# [WHAT IS EXPECTED]
Without including any picture, write out the entries exactly as they stand.

[[ RECORDS PROVIDED, beginning ]]

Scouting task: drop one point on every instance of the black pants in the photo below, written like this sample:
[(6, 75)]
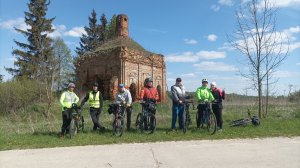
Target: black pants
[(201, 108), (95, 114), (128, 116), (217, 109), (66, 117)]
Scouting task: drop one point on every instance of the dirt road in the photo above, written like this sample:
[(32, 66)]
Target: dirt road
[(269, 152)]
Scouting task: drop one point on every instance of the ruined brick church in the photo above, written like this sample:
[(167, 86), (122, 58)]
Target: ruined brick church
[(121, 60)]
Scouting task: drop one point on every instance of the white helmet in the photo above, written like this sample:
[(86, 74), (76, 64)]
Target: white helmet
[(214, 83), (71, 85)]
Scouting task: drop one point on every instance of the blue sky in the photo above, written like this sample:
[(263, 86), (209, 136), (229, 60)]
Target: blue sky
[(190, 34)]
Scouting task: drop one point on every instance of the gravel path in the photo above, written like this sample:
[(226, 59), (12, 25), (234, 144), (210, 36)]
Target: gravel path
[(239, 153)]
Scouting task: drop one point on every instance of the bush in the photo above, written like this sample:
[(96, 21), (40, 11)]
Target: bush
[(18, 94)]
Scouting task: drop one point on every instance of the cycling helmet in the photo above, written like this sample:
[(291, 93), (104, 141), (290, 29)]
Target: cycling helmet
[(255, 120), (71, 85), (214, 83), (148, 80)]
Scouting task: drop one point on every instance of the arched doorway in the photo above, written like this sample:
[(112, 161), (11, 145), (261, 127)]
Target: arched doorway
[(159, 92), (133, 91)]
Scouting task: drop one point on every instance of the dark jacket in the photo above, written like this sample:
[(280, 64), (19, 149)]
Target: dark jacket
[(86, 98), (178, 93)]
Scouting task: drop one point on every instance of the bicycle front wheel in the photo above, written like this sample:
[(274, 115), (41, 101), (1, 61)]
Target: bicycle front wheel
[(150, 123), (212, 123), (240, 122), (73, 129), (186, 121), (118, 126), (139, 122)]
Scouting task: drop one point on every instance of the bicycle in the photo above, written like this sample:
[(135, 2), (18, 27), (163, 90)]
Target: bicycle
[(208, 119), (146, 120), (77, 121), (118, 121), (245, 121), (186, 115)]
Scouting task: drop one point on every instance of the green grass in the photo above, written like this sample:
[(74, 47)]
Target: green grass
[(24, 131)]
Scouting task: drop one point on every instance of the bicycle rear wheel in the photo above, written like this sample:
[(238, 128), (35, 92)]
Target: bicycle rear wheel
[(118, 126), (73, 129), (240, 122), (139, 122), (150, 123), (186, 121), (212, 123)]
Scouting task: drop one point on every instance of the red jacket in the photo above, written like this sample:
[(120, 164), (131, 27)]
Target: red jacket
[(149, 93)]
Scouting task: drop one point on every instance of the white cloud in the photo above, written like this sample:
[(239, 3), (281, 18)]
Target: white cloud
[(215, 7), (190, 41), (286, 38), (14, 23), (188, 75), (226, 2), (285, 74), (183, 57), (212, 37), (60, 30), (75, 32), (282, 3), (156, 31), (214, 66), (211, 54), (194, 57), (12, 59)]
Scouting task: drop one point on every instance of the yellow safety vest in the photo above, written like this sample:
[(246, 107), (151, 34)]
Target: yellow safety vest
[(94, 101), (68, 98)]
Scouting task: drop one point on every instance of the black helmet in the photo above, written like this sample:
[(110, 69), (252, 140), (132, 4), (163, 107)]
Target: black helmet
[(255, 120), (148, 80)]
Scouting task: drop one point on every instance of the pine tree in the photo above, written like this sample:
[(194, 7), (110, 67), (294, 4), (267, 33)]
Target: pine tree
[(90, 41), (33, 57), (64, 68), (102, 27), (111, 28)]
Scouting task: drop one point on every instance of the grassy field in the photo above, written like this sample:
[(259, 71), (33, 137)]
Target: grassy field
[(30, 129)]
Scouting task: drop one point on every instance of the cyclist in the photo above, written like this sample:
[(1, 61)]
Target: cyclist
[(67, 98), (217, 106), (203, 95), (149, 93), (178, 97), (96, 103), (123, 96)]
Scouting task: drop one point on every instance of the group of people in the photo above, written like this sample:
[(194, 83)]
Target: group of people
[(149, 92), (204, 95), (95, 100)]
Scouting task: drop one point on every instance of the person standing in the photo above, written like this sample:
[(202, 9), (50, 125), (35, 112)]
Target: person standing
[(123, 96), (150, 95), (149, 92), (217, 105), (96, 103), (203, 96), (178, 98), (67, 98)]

[[ RECORDS PROVIDED, end ]]

# [ANSWER FOR THE TASK]
Scouting task: drop one point on every instance of the black pants in the photo below, written like this sample:
[(6, 75)]
Target: black pants
[(201, 108), (95, 114), (128, 116), (217, 109), (66, 117)]
Scouting task: drop one point on every instance of the dirt road in the photo above, written like this sample:
[(32, 66)]
Target: dirt road
[(269, 152)]
Scouting task: drop one point on every instance of the ruined brick church in the photo above, written like this sample:
[(167, 86), (122, 58)]
Target: ruined brick church
[(121, 60)]
Scouting task: drop one point on every instance of the white helmet in the photo above, written like this sample:
[(86, 74), (76, 64)]
Target: white helmet
[(214, 83), (71, 85)]
Scouting task: drop one point on every instance of the blue sky in the photo above, written like this sample:
[(263, 86), (209, 136), (229, 60)]
Target: blue sky
[(190, 34)]
Scouting task: drop one point on every instance of the gravel path in the photo above, written like this sample:
[(226, 59), (12, 25), (234, 144), (210, 36)]
Target: gravel path
[(239, 153)]
Scouting task: drop one point on every instance of the bush in the photo above, written like this sample:
[(96, 21), (40, 11)]
Target: bush
[(18, 94)]
Scouting task: drop one point on every instance of the cycling helmet in the photo above, written like this sample:
[(291, 93), (104, 141), (290, 29)]
Target: cycling helmet
[(255, 120), (71, 85), (214, 83), (148, 80)]
Scouting task: drop one point on every instance of the arched doorway in the photo above, written like this sample:
[(112, 161), (11, 145), (261, 127)]
Target: arched doorway
[(159, 92), (133, 91)]
Scouting task: drop one point on every instance of the dark jacket in the photo above, written like this sample:
[(280, 64), (19, 149)]
Target: dark jacket
[(86, 98), (178, 93)]
Scouting task: drop one point on every instance of the bicycle front wheel in the photo above, written like this sample:
[(274, 115), (41, 101), (1, 61)]
Target: bicycle front wheel
[(150, 123), (212, 123), (240, 122), (73, 129), (186, 121), (118, 126), (139, 122)]
Scouting task: drop one point on every instance of the bicycle in the photo above, written like this sample:
[(135, 2), (18, 27), (163, 90)]
Target: bicycle
[(208, 119), (146, 120), (77, 121), (118, 121), (245, 121), (186, 115)]
Scouting task: drop one point on every instance of the green grass in the photo above, written like this sample:
[(74, 47)]
Target: green grass
[(24, 131)]
Scouting task: drop one point on every instance of the bicycle rear wheel in the photo above, written like this sample:
[(238, 128), (35, 92)]
Target: bicycle rear wheel
[(118, 126), (73, 129), (240, 122), (139, 122), (150, 123), (186, 121), (212, 123)]
Scouting task: drop one point on every instance of the red jacket in the photo above, written like this sample:
[(120, 164), (131, 27)]
Target: red jacket
[(149, 93)]
Scouting task: drop one point on every instance of the white cloud in the photo above, written like this sample:
[(239, 3), (281, 18)]
Target: white cloud
[(215, 7), (190, 41), (286, 38), (14, 23), (188, 75), (226, 2), (285, 74), (183, 57), (212, 37), (60, 30), (75, 32), (282, 3), (156, 31), (214, 66), (211, 54), (194, 57), (12, 59)]
Scouting task: drop one point on every instance of the yellow safety vest in the photo above, written like this sample:
[(246, 107), (151, 34)]
Target: yellow safety vest
[(94, 101), (68, 98)]
Scouting task: drop one point on every instance of the black helmet in the photo above, written like this sample:
[(110, 69), (252, 140), (132, 4), (163, 107)]
Target: black helmet
[(255, 120), (148, 80)]
Scouting task: drop one point on every instance of the pine tree in the photo above, written like this sample:
[(194, 7), (110, 67), (294, 4), (267, 33)]
Target: pine tree
[(90, 41), (33, 57), (64, 68), (102, 27), (111, 28)]
Scouting task: drop one point on every instance of the grassy field in the photo above, written like this sample:
[(259, 71), (33, 137)]
Target: grassy field
[(30, 129)]
Scouting task: drop one point on every instance of the cyclist in the photo above, written like this sample:
[(1, 61)]
Target: cyclist
[(67, 98), (217, 106), (203, 95), (149, 93), (178, 97), (96, 103), (123, 96)]
Scouting task: drop one point on every instance of the group of people in the photo above, written like this sample:
[(194, 83)]
Target: group of people
[(149, 92), (204, 95), (95, 100)]
Scouting task: drop one point on every instance of the person standing in the photo above, written like this sample:
[(202, 9), (50, 125), (35, 112)]
Target: person standing
[(123, 96), (150, 95), (149, 92), (217, 105), (96, 103), (203, 96), (178, 98), (67, 98)]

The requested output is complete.